● Excerpted text

======

Author: Julia Donaldson
Longing to see the world, a tiny snail hitches a lift on the tail of a humpback whale. Together they go on an amazing adventure – but when the whale gets beached, what will the snail do? Follow the tiny snail’s exciting journey around the world…
Here are my top The Snail and the Whale activities you can do with your child to help support his/her speech & language development:
1. Due to the number of rhyming words in this story it makes it the perfect opportunity to work on your child’s awareness of rhyming words. When you initially read the book, you can place an emphasis on the rhyming words on each page.
For example, on the first page you could say:
“This is a tale of a tiny snail
and a great big, grey-blue humpback whale
This is a rock as black as soot,
and this is a snail with an itchy foot.
On your second and third readings of the story you can point out the rhyming words as you come across them e.g. “Listen. ‘dock’ sounds like ‘rock’. ‘dock’ and ‘rock’ rhyme. The end of the words sound the same”.
I’ve made a rhyming game for you to play with your child based on the words in the book. Print the FREE resource below and cut up the pictures. Encourage your child to find the words that rhyme. You can explain to them that you are looking for words that sound the same at the end, but remind them that these words might not be spelt the same.
When your child is consistently able to recognise the rhyming words in the story you can then encourage him or her to come up with a word. You can say “Can you think of another word that rhymes with ‘foot’ and ‘put’?”.

======

● Set exercise 1
In the listing, take the lines from the one containing "point_to MUST indicate the decorative" up to and including the listing's final line, and write them out again with "street lamp" swapped for "lamppost" and everything else unchanged.

======

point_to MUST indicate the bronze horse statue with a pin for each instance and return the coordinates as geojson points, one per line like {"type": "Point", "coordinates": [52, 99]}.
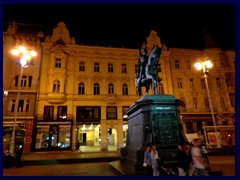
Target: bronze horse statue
{"type": "Point", "coordinates": [147, 72]}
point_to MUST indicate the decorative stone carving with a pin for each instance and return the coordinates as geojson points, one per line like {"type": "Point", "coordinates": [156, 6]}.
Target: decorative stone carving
{"type": "Point", "coordinates": [61, 32]}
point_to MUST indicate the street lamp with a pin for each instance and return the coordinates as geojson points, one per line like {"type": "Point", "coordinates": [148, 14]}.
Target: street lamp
{"type": "Point", "coordinates": [25, 55]}
{"type": "Point", "coordinates": [205, 65]}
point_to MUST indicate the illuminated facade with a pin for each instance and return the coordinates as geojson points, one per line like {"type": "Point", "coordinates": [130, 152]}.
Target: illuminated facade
{"type": "Point", "coordinates": [80, 93]}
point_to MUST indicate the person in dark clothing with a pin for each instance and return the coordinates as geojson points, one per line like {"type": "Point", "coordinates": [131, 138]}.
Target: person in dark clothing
{"type": "Point", "coordinates": [182, 164]}
{"type": "Point", "coordinates": [7, 158]}
{"type": "Point", "coordinates": [19, 156]}
{"type": "Point", "coordinates": [78, 146]}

======

● Set exercise 2
List every distinct word that the activity guide places within single quotation marks.

● Correct result 1
point_to MUST indicate the decorative stone carving with a pin for each instance and return the coordinates as geojson points, one per line like {"type": "Point", "coordinates": [156, 6]}.
Target: decorative stone carving
{"type": "Point", "coordinates": [61, 32]}
point_to MUST indicate the lamppost with a pin for each instance and return the coordinates as geojson points, one per line like {"type": "Point", "coordinates": [148, 14]}.
Target: lamppost
{"type": "Point", "coordinates": [25, 55]}
{"type": "Point", "coordinates": [205, 65]}
point_to MUST indicate the illuminated facade with a pin for each instance and return the coordinates as geojson points, one per line like {"type": "Point", "coordinates": [130, 152]}.
Target: illuminated facade
{"type": "Point", "coordinates": [80, 93]}
point_to MUST indicate the person in dark clothing with a pin for each instance and return the coordinates as geojson points, one per line like {"type": "Point", "coordinates": [131, 138]}.
Target: person in dark clothing
{"type": "Point", "coordinates": [182, 164]}
{"type": "Point", "coordinates": [7, 158]}
{"type": "Point", "coordinates": [19, 156]}
{"type": "Point", "coordinates": [78, 146]}

● Correct result 2
dock
rock
foot
put